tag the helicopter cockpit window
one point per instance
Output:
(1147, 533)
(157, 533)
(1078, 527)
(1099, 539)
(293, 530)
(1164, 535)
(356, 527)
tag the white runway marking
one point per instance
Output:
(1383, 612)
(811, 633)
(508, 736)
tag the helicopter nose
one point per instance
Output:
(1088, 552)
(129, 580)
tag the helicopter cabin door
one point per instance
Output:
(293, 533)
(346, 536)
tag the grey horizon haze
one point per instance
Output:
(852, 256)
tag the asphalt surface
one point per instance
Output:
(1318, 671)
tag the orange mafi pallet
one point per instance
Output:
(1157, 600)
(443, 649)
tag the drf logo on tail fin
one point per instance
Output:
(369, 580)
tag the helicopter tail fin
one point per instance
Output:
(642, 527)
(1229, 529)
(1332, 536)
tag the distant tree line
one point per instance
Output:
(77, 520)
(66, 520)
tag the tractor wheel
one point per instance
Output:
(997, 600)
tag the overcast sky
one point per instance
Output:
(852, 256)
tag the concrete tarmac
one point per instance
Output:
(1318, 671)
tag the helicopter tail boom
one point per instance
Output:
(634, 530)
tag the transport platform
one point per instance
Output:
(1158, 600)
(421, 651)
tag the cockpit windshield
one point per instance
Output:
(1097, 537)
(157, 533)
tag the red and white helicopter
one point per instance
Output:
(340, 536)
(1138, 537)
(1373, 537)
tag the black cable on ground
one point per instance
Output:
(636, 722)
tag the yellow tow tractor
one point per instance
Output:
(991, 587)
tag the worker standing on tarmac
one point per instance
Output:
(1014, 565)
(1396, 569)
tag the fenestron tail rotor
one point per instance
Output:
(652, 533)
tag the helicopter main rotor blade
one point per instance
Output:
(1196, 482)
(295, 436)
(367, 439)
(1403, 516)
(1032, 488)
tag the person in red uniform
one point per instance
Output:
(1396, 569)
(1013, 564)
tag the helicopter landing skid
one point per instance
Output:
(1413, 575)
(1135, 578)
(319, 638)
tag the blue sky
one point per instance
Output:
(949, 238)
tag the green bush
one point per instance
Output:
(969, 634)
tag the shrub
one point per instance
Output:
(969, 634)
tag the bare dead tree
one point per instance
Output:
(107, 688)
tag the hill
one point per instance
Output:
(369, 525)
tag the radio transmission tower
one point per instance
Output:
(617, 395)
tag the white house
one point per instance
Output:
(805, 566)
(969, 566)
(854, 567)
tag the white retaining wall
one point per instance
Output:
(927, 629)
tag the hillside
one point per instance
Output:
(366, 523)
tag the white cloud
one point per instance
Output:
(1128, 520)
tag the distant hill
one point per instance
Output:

[WRITTEN PROBLEM]: Can you lay out every line of the data above as a JSON list of strings, with one string per line and blank lines left out?

[EXERCISE ANSWER]:
[
  "tag the helicopter cockpit window",
  "one point per instance",
  "Output:",
  "(1147, 533)",
  "(157, 533)",
  "(1078, 527)",
  "(1099, 539)",
  "(293, 530)",
  "(1164, 535)",
  "(356, 527)",
  "tag the white runway marking",
  "one point per instance",
  "Output:",
  "(1383, 612)",
  "(811, 633)",
  "(508, 736)",
  "tag the helicopter nose",
  "one point per instance",
  "Output:",
  "(1088, 552)",
  "(129, 580)",
  "tag the helicopter cabin door",
  "one point per instance",
  "Output:",
  "(293, 533)",
  "(346, 536)",
  "tag the grey horizon haze",
  "one point per instance",
  "Output:",
  "(852, 256)",
  "tag the asphalt surface",
  "one point per instance",
  "Output:",
  "(1318, 671)",
  "tag the orange mafi pallet",
  "one point per instance",
  "Output:",
  "(1157, 600)",
  "(443, 649)",
  "tag the drf logo on tail fin",
  "one point per instance",
  "Output:",
  "(369, 580)",
  "tag the helicopter tail fin",
  "one point per instance",
  "Output:",
  "(642, 527)",
  "(1229, 529)",
  "(1332, 536)",
  "tag the distant tree line",
  "one point per instance",
  "Output:",
  "(77, 520)",
  "(66, 520)",
  "tag the tractor wheel",
  "one point per instance",
  "Output:",
  "(997, 600)",
  "tag the overcast sky",
  "one point per instance",
  "Output:",
  "(852, 256)",
  "tag the concrete tarmac",
  "one point per instance",
  "Output:",
  "(1318, 671)",
  "tag the helicopter tail boom",
  "one point per instance",
  "Output:",
  "(634, 530)",
  "tag the transport platform",
  "one point per instance",
  "Output:",
  "(1158, 600)",
  "(421, 651)",
  "tag the cockpit windshield",
  "one point per instance",
  "Output:",
  "(1097, 537)",
  "(157, 533)",
  "tag the red and white helicopter",
  "one point per instance",
  "Output:",
  "(340, 536)",
  "(1138, 537)",
  "(1373, 537)",
  "tag the black cable on ground",
  "one point per instance",
  "Output:",
  "(636, 722)",
  "tag the yellow tow tractor",
  "one point per instance",
  "Output:",
  "(991, 587)",
  "tag the worker standing on tarmac",
  "one point per instance",
  "Output:",
  "(1014, 565)",
  "(1396, 569)",
  "tag the fenestron tail rotor",
  "one point per instance",
  "Output:",
  "(652, 533)",
  "tag the helicopter main rotor blade",
  "one point per instance",
  "Output:",
  "(1196, 482)",
  "(295, 436)",
  "(367, 439)",
  "(1403, 516)",
  "(1032, 488)",
  "tag the person in red uniform",
  "one point per instance",
  "Output:",
  "(1396, 569)",
  "(1013, 564)",
  "tag the helicopter landing skid",
  "one point per instance",
  "Output:",
  "(1413, 575)",
  "(1135, 578)",
  "(319, 638)",
  "tag the blue sky",
  "one point per instance",
  "Output:",
  "(949, 238)",
  "tag the green bush",
  "one point per instance",
  "Output:",
  "(969, 634)",
  "tag the shrub",
  "one point per instance",
  "Output:",
  "(969, 634)",
  "tag the bare dead tree",
  "one point per instance",
  "Output:",
  "(107, 688)",
  "tag the hill",
  "one point per instance",
  "Output:",
  "(369, 525)",
  "tag the radio transmission tower",
  "one point per instance",
  "Output:",
  "(617, 395)",
  "tag the white house",
  "one point per instance",
  "Output:",
  "(805, 566)",
  "(969, 566)",
  "(854, 567)",
  "tag the white retaining wall",
  "one point per instance",
  "Output:",
  "(927, 629)",
  "tag the hillside",
  "one point per instance",
  "Output:",
  "(366, 523)",
  "tag the white cloud",
  "one point per instance",
  "Output:",
  "(1128, 520)",
  "tag the distant hill",
  "one point per instance",
  "Output:"
]